| Task directions |
Substitute "Annotation rules" for "Style guide" everywhere it occurs in the items below, and leave everything else unchanged. Write out all the items without the pictures.

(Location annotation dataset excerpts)
--- start ---

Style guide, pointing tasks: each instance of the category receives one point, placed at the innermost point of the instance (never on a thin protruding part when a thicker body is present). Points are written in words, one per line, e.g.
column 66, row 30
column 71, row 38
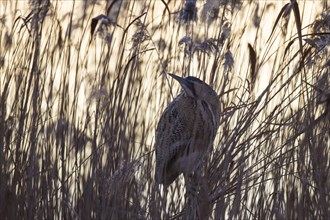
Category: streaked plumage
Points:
column 186, row 130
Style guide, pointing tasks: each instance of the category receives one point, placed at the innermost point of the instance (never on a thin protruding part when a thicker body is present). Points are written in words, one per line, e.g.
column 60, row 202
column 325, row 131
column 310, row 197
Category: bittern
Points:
column 186, row 130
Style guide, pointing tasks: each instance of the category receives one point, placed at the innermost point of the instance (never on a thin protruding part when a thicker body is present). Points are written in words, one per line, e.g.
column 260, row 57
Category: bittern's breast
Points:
column 185, row 132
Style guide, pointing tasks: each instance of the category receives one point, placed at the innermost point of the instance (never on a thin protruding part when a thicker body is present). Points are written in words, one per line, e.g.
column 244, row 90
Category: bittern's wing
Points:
column 173, row 137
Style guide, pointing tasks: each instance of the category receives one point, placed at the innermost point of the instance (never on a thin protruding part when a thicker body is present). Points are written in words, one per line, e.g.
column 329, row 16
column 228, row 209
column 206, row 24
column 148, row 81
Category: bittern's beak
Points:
column 186, row 85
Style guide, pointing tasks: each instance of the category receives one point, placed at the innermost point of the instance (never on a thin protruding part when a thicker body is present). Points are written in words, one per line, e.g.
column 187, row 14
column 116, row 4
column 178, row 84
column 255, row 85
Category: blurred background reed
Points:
column 83, row 85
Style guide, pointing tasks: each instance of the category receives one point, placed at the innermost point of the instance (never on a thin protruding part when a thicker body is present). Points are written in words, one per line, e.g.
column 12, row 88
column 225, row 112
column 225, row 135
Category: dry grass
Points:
column 81, row 95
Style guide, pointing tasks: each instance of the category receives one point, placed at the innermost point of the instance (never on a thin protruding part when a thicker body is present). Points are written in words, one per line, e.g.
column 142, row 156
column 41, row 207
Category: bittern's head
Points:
column 198, row 89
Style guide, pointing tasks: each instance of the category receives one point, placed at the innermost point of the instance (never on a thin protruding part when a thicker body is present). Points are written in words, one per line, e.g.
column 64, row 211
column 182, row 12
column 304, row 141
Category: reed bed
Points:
column 83, row 85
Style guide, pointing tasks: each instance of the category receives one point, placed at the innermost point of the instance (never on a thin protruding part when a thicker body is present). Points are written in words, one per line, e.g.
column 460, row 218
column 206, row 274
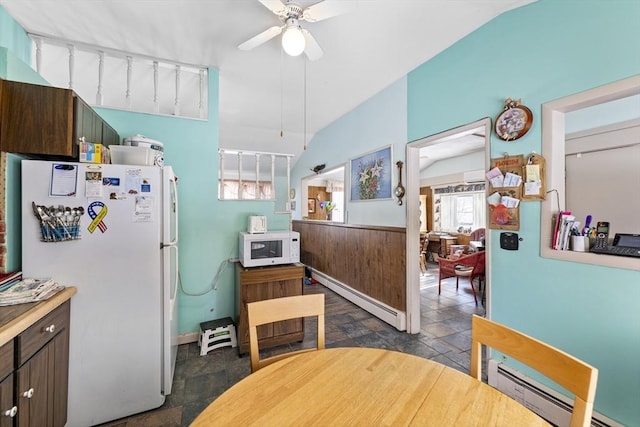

--- end ---

| Response |
Annotation rules, pointing tasks: each instance of the category receives one point, placed at the innermost point of the instance (never on a thin protruding part when a thicker body is present). Points are written in words, one per line, e.g.
column 66, row 30
column 71, row 38
Category: streaked plumage
Points:
column 186, row 130
Annotation rules, pointing tasks: each instance of the category receives one point, placed at the innermost point of the instance (never on a thin protruding part when a thicker body is present). Points are written in words, one per line, e.g.
column 60, row 202
column 325, row 131
column 310, row 197
Category: bittern
Points:
column 186, row 130
Annotation rules, pointing tasks: each instance of the category receives one point, placed at the innermost point of the instance (never on a thin protruding part when a thicker body is present). Points are written in words, one per line, e.g.
column 260, row 57
Category: bittern's breast
Points:
column 185, row 132
Annotation rules, pointing tasks: each instance of the category receives one point, placed at the innermost point of the instance (never on a thin protruding part when a thicker body is present). Points are written in words, one per line, e.g.
column 244, row 90
Category: bittern's wing
Points:
column 173, row 137
Annotation rules, pointing tasks: each instance of the category receives one point, placed at the innermost point of the instance (never on a thin protruding part when a thicker body is present). Points are written in words, one per line, e.g.
column 329, row 16
column 228, row 209
column 206, row 24
column 148, row 81
Category: bittern's beak
Points:
column 186, row 85
Annotation rules, pointing tasks: each instance of the category receives one point, placed at the innermost point of the instance (never on a thin protruding part when a thicker body is present). Points are written in words, one per line, e.g.
column 187, row 14
column 116, row 4
column 178, row 84
column 255, row 85
Category: blurred background reed
Points:
column 83, row 85
Annotation rules, pointing tasks: each instance of the category receives one point, placed at the innermost point of the instance (never on a thin protruding part when a thicker body is present). Points are written in words, one per line, e.g.
column 12, row 88
column 225, row 112
column 225, row 135
Category: dry grass
Points:
column 81, row 95
Annotation rules, pointing tasks: each instance of the category receives one point, placed at the innermost point of the instance (never on a thin protruding part when a thicker body is present). Points are written in words, one per line, e.g.
column 142, row 156
column 41, row 207
Category: bittern's head
Points:
column 198, row 89
Annotation rules, pointing tasks: each instance of the category receives one point, placed at the innermost point of the instance (never on a thin protruding part when a thicker body is present). Points are written in words, one per line, e.g.
column 64, row 211
column 182, row 12
column 304, row 141
Category: reed bed
Points:
column 83, row 85
Annotation rules, pointing tasks: each instance of the category receives one point, placed at the innermost point of the instance (never on a thin protruding part when a thicker body is present). Points are written in words, one per line, e.g.
column 460, row 218
column 206, row 274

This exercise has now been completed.